Work task => Read the entries that follow and give each one again precisely.

Data to examine =>
=== Begin Enclosure ===
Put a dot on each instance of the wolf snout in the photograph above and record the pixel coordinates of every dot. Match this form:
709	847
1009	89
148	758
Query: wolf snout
=== End Enclosure ===
Exercise output =>
Put a dot on each instance of the wolf snout in the photograph above and record the pixel coordinates of every dot. Match this form:
709	847
1009	89
148	758
Query: wolf snout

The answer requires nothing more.